+++ Excerpt to read

You may have noticed I've picked up the pace, covered more miles, since that marinade in Goa. There are two reasons: Talia, and my Indian tourist visa. The first reason arrived straight from New York City fresh and frenetic, ready to move, and with a limited amount of time, just as the second reason was due to expire. So, travelling with Talia meant I'd have to get a new tourist visa; in early February, when I decided to stay until April, I knew I'd have to be in another country by Feb. 22, since India requires visitors to exit to get a new visa. The upshot is, when I received that email in Bangalore saying my ticket to the United States had been changed, we pointed our steps towards Thiruvananthapuram, the closest major major port to Colombo, the capital of Sri Lanka, where I could visit the Indian High Commission.

selling gramophones on the street

There were a few places along the way that we'd had enough of before the time we'd allotted to them had elapsed, so we found ourselves in Thiruvananthapuram (a city which didn't seem worth the trouble it takes to say its name) five days before February 21, which was a Wednesday, one of the two weekdays the United States Consulate's Citizen Services is open, from 2-4 pm, and before I could apply for an Indian visa, I needed to renew my passport, which was due to expire in late April. This business of documents, aside from imposing a time-frame, was causing me various irritations. First of all, I had hoped for a cheap, picturesque sail from the southernmost tip of India to the seaside city of Colombo, but after quite a bit of searching around, even unearthing a slew of newspaper articles from 2003 about a new port complete with immigration offices, and shipping companies ready to begin passenger services, whose phone numbers I went so far as to acquire, I resigned myself to the fact that Sri Lanka is only reachable by plane.

++++++
+++ Provided information

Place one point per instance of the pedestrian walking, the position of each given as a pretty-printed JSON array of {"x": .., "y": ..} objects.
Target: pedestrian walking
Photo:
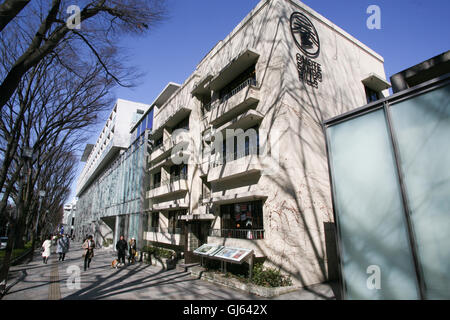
[
  {"x": 121, "y": 247},
  {"x": 62, "y": 246},
  {"x": 88, "y": 253},
  {"x": 46, "y": 249},
  {"x": 132, "y": 251}
]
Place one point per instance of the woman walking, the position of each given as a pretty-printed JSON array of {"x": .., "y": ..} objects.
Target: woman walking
[
  {"x": 62, "y": 246},
  {"x": 88, "y": 254},
  {"x": 132, "y": 251},
  {"x": 46, "y": 249}
]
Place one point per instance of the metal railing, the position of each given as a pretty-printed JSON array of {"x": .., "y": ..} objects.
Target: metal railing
[
  {"x": 170, "y": 230},
  {"x": 169, "y": 181},
  {"x": 250, "y": 234},
  {"x": 234, "y": 156},
  {"x": 205, "y": 196}
]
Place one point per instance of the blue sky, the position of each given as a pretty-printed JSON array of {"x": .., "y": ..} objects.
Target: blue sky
[{"x": 411, "y": 31}]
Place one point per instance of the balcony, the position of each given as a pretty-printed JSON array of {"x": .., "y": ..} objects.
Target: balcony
[
  {"x": 174, "y": 185},
  {"x": 249, "y": 234},
  {"x": 163, "y": 150},
  {"x": 237, "y": 101},
  {"x": 249, "y": 192},
  {"x": 238, "y": 167}
]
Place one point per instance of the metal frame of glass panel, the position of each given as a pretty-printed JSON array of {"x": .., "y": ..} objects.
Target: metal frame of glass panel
[{"x": 384, "y": 104}]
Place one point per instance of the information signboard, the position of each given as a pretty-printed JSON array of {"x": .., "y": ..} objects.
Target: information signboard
[
  {"x": 207, "y": 249},
  {"x": 236, "y": 255}
]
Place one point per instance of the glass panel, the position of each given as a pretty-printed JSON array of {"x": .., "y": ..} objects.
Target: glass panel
[
  {"x": 150, "y": 120},
  {"x": 422, "y": 129},
  {"x": 369, "y": 210}
]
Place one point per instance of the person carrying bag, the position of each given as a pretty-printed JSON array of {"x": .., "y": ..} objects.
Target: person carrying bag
[{"x": 88, "y": 252}]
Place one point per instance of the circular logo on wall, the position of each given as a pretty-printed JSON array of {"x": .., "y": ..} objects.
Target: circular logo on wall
[{"x": 305, "y": 35}]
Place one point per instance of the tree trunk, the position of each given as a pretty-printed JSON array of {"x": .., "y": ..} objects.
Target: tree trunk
[{"x": 8, "y": 252}]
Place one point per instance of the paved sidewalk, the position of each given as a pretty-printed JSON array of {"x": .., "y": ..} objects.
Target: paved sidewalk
[{"x": 57, "y": 280}]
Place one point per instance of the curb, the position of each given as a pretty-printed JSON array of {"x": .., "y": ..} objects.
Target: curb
[{"x": 22, "y": 276}]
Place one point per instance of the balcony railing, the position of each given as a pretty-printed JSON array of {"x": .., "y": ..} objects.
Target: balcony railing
[
  {"x": 246, "y": 83},
  {"x": 170, "y": 230},
  {"x": 165, "y": 230},
  {"x": 250, "y": 234},
  {"x": 169, "y": 181},
  {"x": 234, "y": 156},
  {"x": 205, "y": 196}
]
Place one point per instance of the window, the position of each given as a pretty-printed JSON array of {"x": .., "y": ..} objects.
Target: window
[
  {"x": 174, "y": 222},
  {"x": 248, "y": 77},
  {"x": 155, "y": 220},
  {"x": 242, "y": 220},
  {"x": 150, "y": 120},
  {"x": 183, "y": 124},
  {"x": 248, "y": 147},
  {"x": 371, "y": 94},
  {"x": 158, "y": 142},
  {"x": 156, "y": 179},
  {"x": 178, "y": 172}
]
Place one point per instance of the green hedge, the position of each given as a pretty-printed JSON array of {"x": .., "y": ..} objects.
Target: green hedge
[
  {"x": 269, "y": 277},
  {"x": 262, "y": 276}
]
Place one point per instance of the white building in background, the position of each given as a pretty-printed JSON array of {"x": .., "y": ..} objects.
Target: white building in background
[
  {"x": 277, "y": 75},
  {"x": 110, "y": 186},
  {"x": 280, "y": 72}
]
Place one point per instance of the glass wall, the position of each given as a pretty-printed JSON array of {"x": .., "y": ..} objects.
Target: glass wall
[
  {"x": 390, "y": 172},
  {"x": 422, "y": 128},
  {"x": 371, "y": 219}
]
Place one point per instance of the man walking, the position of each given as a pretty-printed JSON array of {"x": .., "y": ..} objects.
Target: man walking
[
  {"x": 88, "y": 254},
  {"x": 121, "y": 247},
  {"x": 62, "y": 246}
]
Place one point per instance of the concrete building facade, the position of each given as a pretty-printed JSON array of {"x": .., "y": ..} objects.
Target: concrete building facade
[
  {"x": 68, "y": 221},
  {"x": 238, "y": 153}
]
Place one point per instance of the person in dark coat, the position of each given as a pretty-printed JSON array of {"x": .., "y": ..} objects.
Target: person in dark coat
[
  {"x": 88, "y": 253},
  {"x": 132, "y": 251},
  {"x": 121, "y": 247},
  {"x": 63, "y": 245}
]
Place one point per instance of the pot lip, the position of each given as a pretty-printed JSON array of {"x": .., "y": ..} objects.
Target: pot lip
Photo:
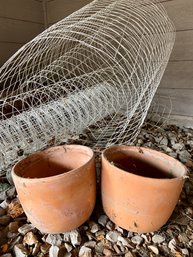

++++++

_Work order 1_: List every country that the travel account about the Indian visa names.
_Work order 2_: Carry the travel account about the Indian visa forward from its last sentence, in the same first-person voice.
The entries stand apart from the travel account and are not part of it.

_Output 1_: India, the United States, Sri Lanka

_Output 2_:
Then, when I checked into plane tickets during my stay in Fort Cochin, I found that Sri Lankan airlines has a monopoly on flights from India, so they charge ridiculous prices. I decided to wait and see if the price came down or something else turned up. Meanwhile, Talia, of a markedly more optimistic bent of mind than I, became convinced that it must be possible to extend or renew a tourist visa without leaving India. Her openness to possibility has usually been refreshing and instructive for me, but in this case, it led me to a protracted wander through the labyrinth (if it can be assumed to have so much structure and intent) of Indian bureaucracy. I won't bore you with a play by play of the amazing difficulty of tracking down a valid phone number, calling closed offices, and visiting offices where the person believed to have information was on a mysterious "central government holiday." It's enough to say that at the end of a long process, the answer, issuing from a small, dim room piled with dusty files presided over by the Foreigner Regional Registration Office(or as I'd come to refer to him over my days of tracking him down, the Fro) was, "no," and the fact that it had taken so much effort just to get to a human being who could verify my initial understanding of the absurd regulations was maddening.

supplicant and The Fro

Seated on a rickety wooden chair across from The Fro, who occupied a school desk of the type we used to hide beneath during nuclear attack drills in the 1980s, I felt, after all that time spent finding him, I deserved some explanation. I asked him, "So, what happens if I overstay my visa?" Throughout our brief exchange he had been referring to a dirty photocopy affixed to the inside of a folder that he'd dug out of a pile. The paper he looked to for guidance was the same list of vagueries I'd found on several websites, and before answering me, he checked it again. I already knew there was no information about penalties there, but he looked up and pronounced, "30 dollars."
"Really, that's all? So, when I go through immigration at the airport, I just pay them 30 dollars?" "Yes, 30 dollars."
"Are you sure?"
"Yes."
"Well, I'll just stay then. It's cheaper than a new visa."
"Madame, for your safety, you must leave," he stated angrily.
And then said, "People are waiting," gesturing toward the line that I had just spent an hour in.
"I really don't care. I've been trying to get information about this for a week, and I finally get to you, and you don't know anything. What is the penalty for overstaying my visa?"
"Arrest."
"Arrest and...for how long?"
"Three years."
"So, the penalty is 30 dollars and three years in jail?"
"Yes."

"What?," you say. Now you know how I feel.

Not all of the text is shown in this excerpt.